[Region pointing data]
++++++++++

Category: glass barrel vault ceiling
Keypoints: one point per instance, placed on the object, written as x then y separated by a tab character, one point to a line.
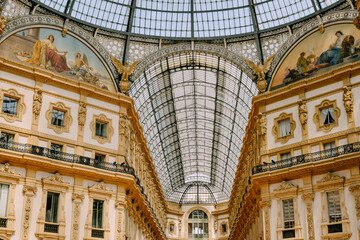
188	18
194	109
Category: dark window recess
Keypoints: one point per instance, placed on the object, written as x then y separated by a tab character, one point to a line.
96	233
52	228
289	234
100	129
223	228
10	105
52	204
57	118
334	228
3	222
99	159
55	151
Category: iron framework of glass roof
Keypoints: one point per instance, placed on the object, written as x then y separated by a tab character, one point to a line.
194	107
188	18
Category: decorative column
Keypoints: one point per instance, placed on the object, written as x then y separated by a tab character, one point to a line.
355	190
77	200
308	198
266	205
29	192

++++++++++

**Exercise objective**
Take the line with "Category: decorative column" and every line after it in the data, and please reproduce them exactly, leaving out all other lines.

**Result**
Category: decorative column
Keypoints: one point per instance, placed on the object, written as x then y separated by a tab character, one point to a line.
355	190
77	200
308	198
266	205
29	192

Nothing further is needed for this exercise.